» Excerpt:
# Suggestions on small battery needed



## Brett (Jul 16, 2008)

I'm going to try a maintenance free motorcycle battery.
My typical trip is only 2-4 hours. No need for anything bigger.


----------



## Kemo (Jun 22, 2008)

Let me know what you find. The ones I looked at were as much as a car battery.

Kemo


----------



## Brett (Jul 16, 2008)

The draw from my pump is 2 amps per hour
so figure worst case 6 hours use is 12 amp-hours.
Not a very big battery needed.
Probably won't get used at all on most trips.
But it's a safety item so I'll spend the money.


----------



## Kemo (Jun 22, 2008)

How many GPH at 2 amps/hr? If mine is 3.3 but pumps twice the GPH I won't have to run it as long. True?

Kemo


----------



## Brett (Jul 16, 2008)

My whole cockpit doesn't hold 300 gallons.
So a 550 gph works for me.
You've got more volume in your LT. Bigger pump, more draw.
I'm an optimist, I'm positive things are going to go wrong.
I try to plan for when bad things happen.
I'd go with at least a 12 A-H battery.
Figuring a bad day with a slow ride home and a leak.
Difference in price between an 8 and a 12 A-H isn't much.


----------



## Kemo (Jun 22, 2008)

Got it. I'll keep looking.


----------



## mark_gardner (Mar 18, 2009)

how about a small tractor/ riding lawn mower battery?


----------



## Brett (Jul 16, 2008)

» Stored data:
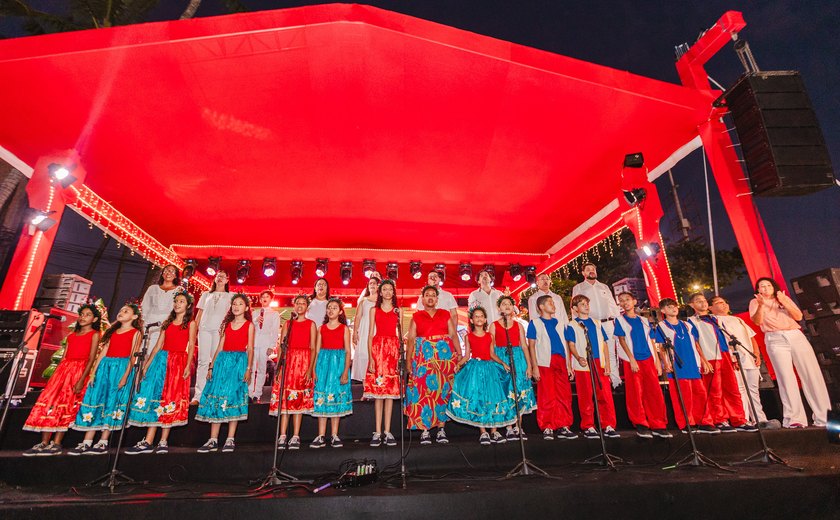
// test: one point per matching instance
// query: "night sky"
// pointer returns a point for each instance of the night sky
(783, 34)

» Work instructions: In the battery thread, condense the paragraph beginning "My whole cockpit doesn't hold 300 gallons" into a short bulleted list that keeps its main facts.

» The completed task:
- The writer's cockpit holds less than 300 gallons, so a 550 gph pump is sufficient.
- The LT has more volume, which calls for a bigger pump with more draw.
- The writer expects things to go wrong and plans for bad situations.
- The recommendation is a battery of at least 12 A-H, to cover a bad day with a slow ride home and a leak.
- An 8 A-H battery costs little less than a 12 A-H one.